## Task prompt
How many lines in the items below contain the string "building"? Reply with the number alone.

----- Records to use -----

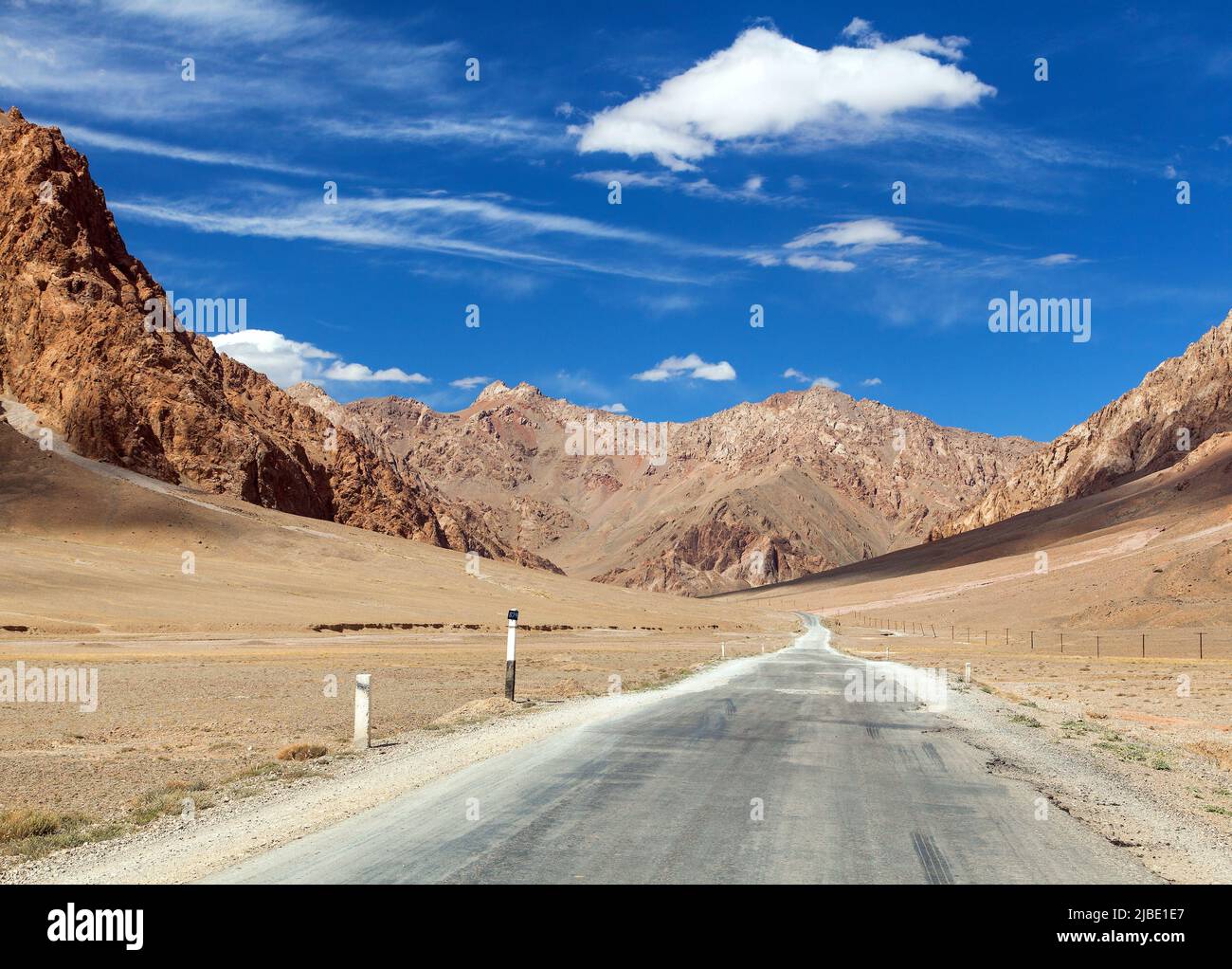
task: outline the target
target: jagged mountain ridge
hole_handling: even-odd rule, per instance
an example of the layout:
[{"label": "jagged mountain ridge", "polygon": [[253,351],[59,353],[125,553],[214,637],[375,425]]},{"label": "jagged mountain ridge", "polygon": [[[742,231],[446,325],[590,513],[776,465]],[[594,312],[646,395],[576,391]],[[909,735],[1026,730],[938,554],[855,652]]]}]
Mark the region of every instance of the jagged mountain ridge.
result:
[{"label": "jagged mountain ridge", "polygon": [[1095,494],[1169,467],[1232,430],[1232,313],[1142,382],[1030,455],[971,508],[941,521],[941,539],[1024,512]]},{"label": "jagged mountain ridge", "polygon": [[457,413],[402,397],[344,406],[307,383],[288,393],[569,574],[686,594],[915,544],[1037,446],[816,387],[669,424],[655,465],[567,454],[569,422],[633,419],[526,383],[495,381]]}]

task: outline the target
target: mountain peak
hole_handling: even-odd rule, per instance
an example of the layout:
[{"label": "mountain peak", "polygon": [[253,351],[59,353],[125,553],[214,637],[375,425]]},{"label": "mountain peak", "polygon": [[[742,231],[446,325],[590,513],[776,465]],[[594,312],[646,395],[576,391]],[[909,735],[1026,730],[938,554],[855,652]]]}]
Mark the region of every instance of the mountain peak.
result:
[{"label": "mountain peak", "polygon": [[479,396],[474,398],[474,402],[479,403],[479,401],[487,401],[489,397],[499,397],[499,396],[506,395],[506,393],[513,393],[513,395],[516,395],[519,397],[542,397],[543,396],[543,392],[538,387],[536,387],[536,386],[533,386],[531,383],[527,383],[526,381],[522,381],[516,387],[510,387],[503,380],[494,380],[494,381],[492,381],[492,383],[489,383],[487,387],[484,387],[482,391],[479,391]]}]

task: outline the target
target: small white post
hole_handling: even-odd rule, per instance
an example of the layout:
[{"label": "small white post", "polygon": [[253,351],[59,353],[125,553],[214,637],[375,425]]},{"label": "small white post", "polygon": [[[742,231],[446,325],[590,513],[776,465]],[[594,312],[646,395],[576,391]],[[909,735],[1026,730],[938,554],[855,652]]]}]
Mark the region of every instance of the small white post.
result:
[{"label": "small white post", "polygon": [[505,699],[514,699],[514,672],[517,661],[514,658],[515,642],[517,640],[517,610],[509,610],[509,637],[505,640]]},{"label": "small white post", "polygon": [[372,674],[355,674],[355,750],[366,751],[371,741],[368,729],[370,695],[372,693]]}]

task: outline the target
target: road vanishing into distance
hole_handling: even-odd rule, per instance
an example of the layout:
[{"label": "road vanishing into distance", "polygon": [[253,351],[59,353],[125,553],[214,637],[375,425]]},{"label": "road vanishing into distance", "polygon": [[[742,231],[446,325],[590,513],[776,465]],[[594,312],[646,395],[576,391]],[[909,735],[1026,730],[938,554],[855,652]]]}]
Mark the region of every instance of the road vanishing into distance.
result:
[{"label": "road vanishing into distance", "polygon": [[[223,883],[1137,883],[944,716],[853,703],[814,616],[712,687],[473,764]],[[474,820],[477,817],[477,820]]]}]

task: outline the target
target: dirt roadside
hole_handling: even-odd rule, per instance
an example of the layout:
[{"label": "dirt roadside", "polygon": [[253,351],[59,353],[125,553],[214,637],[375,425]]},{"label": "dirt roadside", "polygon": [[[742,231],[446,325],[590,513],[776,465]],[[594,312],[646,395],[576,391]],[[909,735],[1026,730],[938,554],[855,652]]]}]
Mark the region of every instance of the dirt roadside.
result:
[{"label": "dirt roadside", "polygon": [[[780,636],[776,647],[790,640]],[[771,647],[766,648],[770,652]],[[567,727],[621,715],[678,692],[710,688],[744,671],[760,656],[711,662],[670,685],[636,693],[577,698],[516,710],[503,699],[468,704],[442,718],[435,731],[411,731],[356,757],[326,757],[292,777],[271,773],[249,780],[281,782],[241,796],[216,791],[209,810],[191,819],[158,817],[129,833],[81,844],[0,873],[0,883],[126,884],[184,883],[326,827],[469,764],[495,757]],[[249,780],[240,782],[249,783]]]},{"label": "dirt roadside", "polygon": [[1232,881],[1232,663],[982,655],[867,630],[832,645],[946,671],[944,715],[991,772],[1032,784],[1162,878]]}]

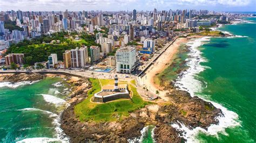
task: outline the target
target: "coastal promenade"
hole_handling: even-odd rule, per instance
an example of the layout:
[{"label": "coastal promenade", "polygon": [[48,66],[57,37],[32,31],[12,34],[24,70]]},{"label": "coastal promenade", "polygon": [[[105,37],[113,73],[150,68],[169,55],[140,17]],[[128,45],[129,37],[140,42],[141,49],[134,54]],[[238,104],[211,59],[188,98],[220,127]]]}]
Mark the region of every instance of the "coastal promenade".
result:
[{"label": "coastal promenade", "polygon": [[[97,78],[99,79],[113,78],[115,75],[117,75],[121,80],[126,80],[126,75],[118,73],[108,73],[92,72],[88,70],[63,70],[63,69],[52,69],[52,70],[33,70],[32,71],[26,71],[25,70],[8,70],[0,71],[0,74],[62,74],[65,75],[76,76],[82,78]],[[134,75],[129,75],[128,78],[134,78]]]},{"label": "coastal promenade", "polygon": [[146,66],[146,67],[143,69],[143,70],[138,75],[138,77],[143,76],[145,75],[145,72],[150,67],[150,66],[154,62],[156,61],[161,56],[161,55],[164,53],[166,49],[173,44],[174,42],[178,39],[178,37],[175,37],[174,40],[169,44],[165,46],[165,47],[161,50],[160,53],[157,55],[153,60],[149,62],[147,65]]}]

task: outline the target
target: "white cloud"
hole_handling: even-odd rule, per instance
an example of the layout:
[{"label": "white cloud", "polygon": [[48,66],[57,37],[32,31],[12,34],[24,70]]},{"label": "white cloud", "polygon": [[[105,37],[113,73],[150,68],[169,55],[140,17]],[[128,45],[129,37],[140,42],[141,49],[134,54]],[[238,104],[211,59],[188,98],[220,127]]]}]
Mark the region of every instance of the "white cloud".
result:
[{"label": "white cloud", "polygon": [[[194,6],[216,8],[246,7],[254,4],[256,0],[0,0],[0,11],[6,10],[49,11],[63,10],[119,10],[127,9],[151,10],[158,7],[190,9]],[[251,6],[250,6],[251,5]],[[256,7],[256,6],[255,6]],[[255,9],[255,8],[254,8]]]}]

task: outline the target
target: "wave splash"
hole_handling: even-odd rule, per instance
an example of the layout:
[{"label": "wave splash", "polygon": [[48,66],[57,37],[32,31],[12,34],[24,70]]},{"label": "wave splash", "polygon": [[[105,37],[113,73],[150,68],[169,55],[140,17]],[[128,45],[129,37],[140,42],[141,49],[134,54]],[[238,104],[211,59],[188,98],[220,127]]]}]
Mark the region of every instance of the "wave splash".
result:
[{"label": "wave splash", "polygon": [[39,81],[22,81],[16,83],[12,83],[10,82],[0,82],[0,88],[2,87],[9,87],[12,88],[16,88],[19,86],[23,86],[26,84],[32,84],[35,83]]},{"label": "wave splash", "polygon": [[[236,25],[237,23],[234,23],[232,25]],[[248,36],[243,36],[243,35],[234,35],[233,34],[231,34],[230,32],[228,32],[228,31],[222,31],[222,30],[220,30],[219,29],[219,28],[220,28],[223,25],[223,24],[218,24],[219,25],[219,27],[212,27],[212,28],[210,28],[210,29],[211,29],[212,30],[213,30],[213,31],[220,31],[222,33],[225,34],[229,34],[229,35],[231,35],[231,36],[230,37],[227,37],[226,38],[248,38]],[[221,38],[223,38],[223,37],[221,37]]]},{"label": "wave splash", "polygon": [[65,104],[69,105],[69,103],[68,103],[65,100],[54,96],[48,94],[41,94],[41,95],[43,96],[44,99],[46,102],[54,104],[57,106],[60,106]]},{"label": "wave splash", "polygon": [[[195,93],[198,92],[203,89],[204,83],[196,79],[195,77],[197,74],[208,68],[200,65],[200,62],[206,62],[207,60],[201,56],[202,53],[197,48],[206,42],[210,41],[210,37],[204,37],[189,42],[186,44],[187,46],[191,46],[190,48],[191,52],[188,54],[190,58],[186,59],[187,65],[189,67],[189,68],[180,74],[174,85],[180,90],[188,92],[192,97],[194,96],[200,97],[197,95],[196,95]],[[225,128],[240,125],[238,119],[238,115],[237,113],[228,111],[226,108],[218,103],[205,99],[205,97],[203,98],[203,99],[207,102],[211,102],[217,108],[221,109],[224,116],[217,117],[219,121],[218,125],[211,125],[208,127],[207,130],[200,127],[190,130],[182,123],[172,124],[172,127],[179,131],[183,131],[181,136],[186,139],[188,142],[199,141],[196,139],[196,136],[199,132],[203,132],[206,134],[218,137],[218,133],[227,135],[225,131]]]},{"label": "wave splash", "polygon": [[16,142],[18,143],[24,143],[24,142],[35,142],[35,143],[42,143],[42,142],[69,142],[68,141],[56,139],[56,138],[27,138],[18,141]]}]

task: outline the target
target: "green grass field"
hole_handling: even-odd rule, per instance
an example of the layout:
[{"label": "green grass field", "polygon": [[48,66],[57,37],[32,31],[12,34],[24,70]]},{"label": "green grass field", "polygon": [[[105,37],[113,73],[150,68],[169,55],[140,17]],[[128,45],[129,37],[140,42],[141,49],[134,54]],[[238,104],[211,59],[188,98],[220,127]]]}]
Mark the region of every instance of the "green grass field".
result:
[{"label": "green grass field", "polygon": [[78,43],[78,44],[86,44],[87,42],[84,40],[84,39],[81,39],[79,40],[73,40],[73,43]]},{"label": "green grass field", "polygon": [[172,59],[171,65],[154,77],[156,84],[161,86],[169,86],[170,81],[176,79],[180,70],[186,68],[186,64],[183,62],[187,58],[187,52],[186,51],[185,46],[184,44],[181,44],[179,46],[178,52]]},{"label": "green grass field", "polygon": [[[92,88],[88,91],[88,98],[76,105],[75,112],[80,120],[106,121],[122,119],[130,112],[144,107],[151,102],[144,101],[137,92],[136,88],[129,85],[129,90],[133,93],[131,100],[117,100],[106,103],[96,104],[90,102],[91,98],[96,92],[101,90],[100,83],[98,79],[90,78]],[[103,85],[113,84],[113,80],[100,80]],[[120,82],[122,83],[122,82]]]}]

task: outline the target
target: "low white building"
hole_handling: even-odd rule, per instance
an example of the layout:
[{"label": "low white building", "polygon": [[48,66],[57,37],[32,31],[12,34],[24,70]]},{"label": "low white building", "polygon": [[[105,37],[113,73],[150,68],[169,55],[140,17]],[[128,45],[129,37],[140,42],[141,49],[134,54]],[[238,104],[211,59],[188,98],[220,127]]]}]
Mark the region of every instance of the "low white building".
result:
[{"label": "low white building", "polygon": [[131,73],[136,63],[136,49],[127,46],[118,49],[116,53],[117,72]]}]

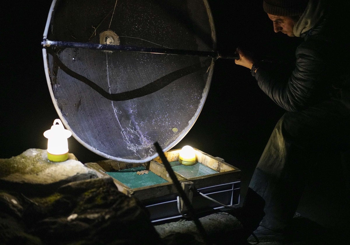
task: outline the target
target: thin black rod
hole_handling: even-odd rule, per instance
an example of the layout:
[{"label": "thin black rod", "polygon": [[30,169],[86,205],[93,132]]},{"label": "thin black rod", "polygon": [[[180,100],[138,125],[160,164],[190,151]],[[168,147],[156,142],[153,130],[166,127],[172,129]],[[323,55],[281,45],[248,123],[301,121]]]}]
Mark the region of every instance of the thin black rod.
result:
[{"label": "thin black rod", "polygon": [[191,204],[191,202],[188,199],[188,197],[187,197],[186,193],[185,193],[184,191],[181,187],[181,184],[176,177],[176,175],[175,175],[175,173],[174,173],[174,170],[173,170],[172,166],[170,165],[170,163],[168,161],[168,160],[165,156],[165,155],[164,155],[164,153],[163,152],[163,149],[160,147],[160,146],[159,145],[158,142],[155,142],[154,145],[155,147],[158,155],[159,155],[159,157],[160,158],[162,161],[163,162],[163,164],[164,164],[164,167],[165,167],[166,169],[168,171],[168,173],[169,174],[169,176],[170,176],[170,177],[171,178],[172,180],[173,180],[173,183],[175,185],[179,195],[181,197],[181,198],[182,198],[182,200],[184,203],[185,205],[187,207],[188,211],[189,213],[188,214],[193,219],[193,222],[197,226],[197,229],[198,229],[198,231],[199,231],[200,233],[202,235],[204,242],[206,244],[211,244],[211,243],[209,242],[209,240],[208,235],[206,234],[206,232],[205,232],[203,226],[202,225],[202,223],[201,223],[201,222],[200,221],[199,219],[197,217],[197,215],[196,215],[196,212],[195,211],[194,209],[193,208],[193,207],[192,206],[192,204]]},{"label": "thin black rod", "polygon": [[198,51],[173,49],[145,48],[125,45],[111,45],[91,43],[52,41],[47,40],[44,40],[43,41],[41,44],[44,47],[53,46],[62,48],[75,48],[90,49],[99,49],[110,51],[131,51],[149,54],[195,55],[211,57],[216,59],[219,58],[237,59],[239,58],[239,56],[236,54],[234,54],[233,56],[222,56],[219,54],[217,51]]}]

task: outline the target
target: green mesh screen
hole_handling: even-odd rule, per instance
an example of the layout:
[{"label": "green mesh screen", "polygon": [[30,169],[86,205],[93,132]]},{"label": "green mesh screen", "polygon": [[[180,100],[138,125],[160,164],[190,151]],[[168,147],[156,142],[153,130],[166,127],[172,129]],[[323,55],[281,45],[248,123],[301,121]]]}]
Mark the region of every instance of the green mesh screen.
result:
[{"label": "green mesh screen", "polygon": [[141,166],[106,173],[131,188],[139,188],[168,182],[151,171],[149,171],[148,174],[140,175],[136,173],[138,171],[146,170],[145,167]]},{"label": "green mesh screen", "polygon": [[178,161],[170,162],[169,163],[175,172],[188,178],[218,173],[200,162],[197,162],[190,166],[183,165]]}]

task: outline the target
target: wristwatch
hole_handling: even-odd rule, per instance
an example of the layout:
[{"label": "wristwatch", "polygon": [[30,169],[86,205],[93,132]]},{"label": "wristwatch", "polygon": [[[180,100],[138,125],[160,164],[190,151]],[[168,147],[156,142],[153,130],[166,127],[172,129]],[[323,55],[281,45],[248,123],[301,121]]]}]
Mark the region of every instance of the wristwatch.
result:
[{"label": "wristwatch", "polygon": [[252,66],[252,69],[250,70],[250,72],[253,77],[255,76],[255,71],[258,68],[258,67],[256,63],[253,64],[253,65]]}]

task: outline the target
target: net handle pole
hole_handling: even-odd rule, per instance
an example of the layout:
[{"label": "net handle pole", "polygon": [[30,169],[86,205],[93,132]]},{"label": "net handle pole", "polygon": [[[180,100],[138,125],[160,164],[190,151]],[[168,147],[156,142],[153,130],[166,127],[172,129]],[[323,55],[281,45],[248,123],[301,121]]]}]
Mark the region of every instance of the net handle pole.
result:
[{"label": "net handle pole", "polygon": [[204,228],[203,227],[201,222],[198,217],[197,217],[193,207],[192,206],[192,204],[191,204],[191,202],[188,199],[188,197],[187,197],[186,193],[185,193],[185,191],[182,189],[182,187],[181,187],[181,184],[176,177],[176,175],[175,175],[175,173],[174,173],[174,170],[173,170],[173,169],[170,165],[170,163],[168,161],[168,160],[163,152],[162,149],[161,147],[159,145],[158,142],[155,142],[154,145],[157,150],[157,152],[158,153],[158,155],[159,155],[159,157],[160,158],[162,161],[163,162],[163,164],[164,164],[164,167],[165,167],[166,169],[169,174],[169,176],[173,181],[173,183],[175,186],[175,187],[176,188],[179,195],[181,197],[181,198],[182,198],[183,202],[187,206],[188,211],[189,213],[188,214],[193,220],[193,222],[197,226],[197,229],[198,229],[198,231],[202,236],[204,243],[206,244],[208,244],[208,245],[209,244],[211,244],[211,243],[209,242],[209,240],[208,235],[206,234],[206,232],[204,229]]},{"label": "net handle pole", "polygon": [[131,51],[141,53],[157,54],[166,55],[194,55],[202,57],[211,57],[215,59],[218,58],[237,59],[239,58],[237,54],[233,56],[222,55],[217,51],[199,51],[193,50],[157,48],[145,48],[125,45],[111,45],[91,43],[79,43],[64,41],[52,41],[44,39],[41,43],[44,48],[49,47],[60,47],[99,49],[110,51]]}]

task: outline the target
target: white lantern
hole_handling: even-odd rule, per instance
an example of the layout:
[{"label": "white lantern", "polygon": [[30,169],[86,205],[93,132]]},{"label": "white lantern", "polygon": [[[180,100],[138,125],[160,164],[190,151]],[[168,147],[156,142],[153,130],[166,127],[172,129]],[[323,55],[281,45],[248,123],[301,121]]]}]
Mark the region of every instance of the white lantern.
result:
[{"label": "white lantern", "polygon": [[68,140],[72,133],[64,129],[62,122],[55,119],[51,129],[44,132],[47,138],[47,158],[52,162],[63,162],[68,159]]},{"label": "white lantern", "polygon": [[178,161],[184,165],[192,165],[196,163],[196,152],[189,146],[185,146],[180,150]]}]

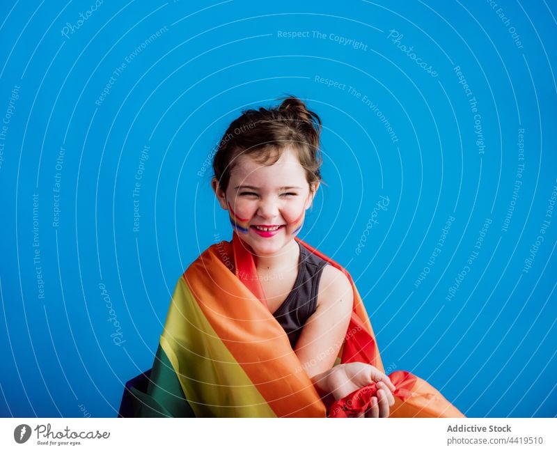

-----

## Finished exercise
4